- _The request_: Reproduce the lines below verbatim, omitting the pictures.

Labeled shape lines
┄┄┄┄┄┄┄┄┄┄

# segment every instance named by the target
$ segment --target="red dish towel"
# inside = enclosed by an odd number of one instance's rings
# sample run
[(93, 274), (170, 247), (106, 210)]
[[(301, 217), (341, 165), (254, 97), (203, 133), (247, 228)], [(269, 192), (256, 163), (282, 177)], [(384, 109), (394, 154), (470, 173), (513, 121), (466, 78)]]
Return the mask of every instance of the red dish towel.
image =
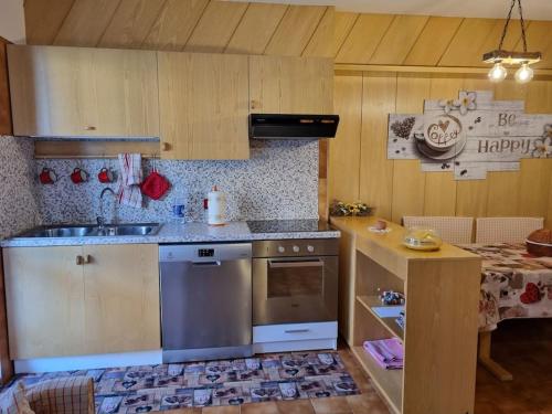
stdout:
[(141, 155), (119, 153), (119, 204), (141, 209), (140, 183), (142, 180)]
[(141, 192), (153, 200), (159, 200), (169, 190), (170, 182), (156, 170), (146, 177), (141, 184)]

┄┄┄┄┄┄┄┄┄┄

- _Final answer_:
# segment every instance named by the target
$ segment --target="red dish towel"
# inside = enclosed by an odd number of one instance's rings
# sample run
[(93, 274), (170, 247), (106, 210)]
[[(301, 217), (341, 165), (254, 97), (203, 133), (247, 228)], [(269, 192), (256, 163), (282, 177)], [(384, 109), (394, 154), (470, 173), (513, 121), (466, 78)]]
Return the mask of every instance of the red dish towel.
image =
stdout:
[(141, 155), (119, 153), (119, 204), (141, 209), (140, 183), (142, 180)]
[(141, 192), (153, 200), (159, 200), (169, 190), (170, 182), (156, 170), (146, 177), (141, 184)]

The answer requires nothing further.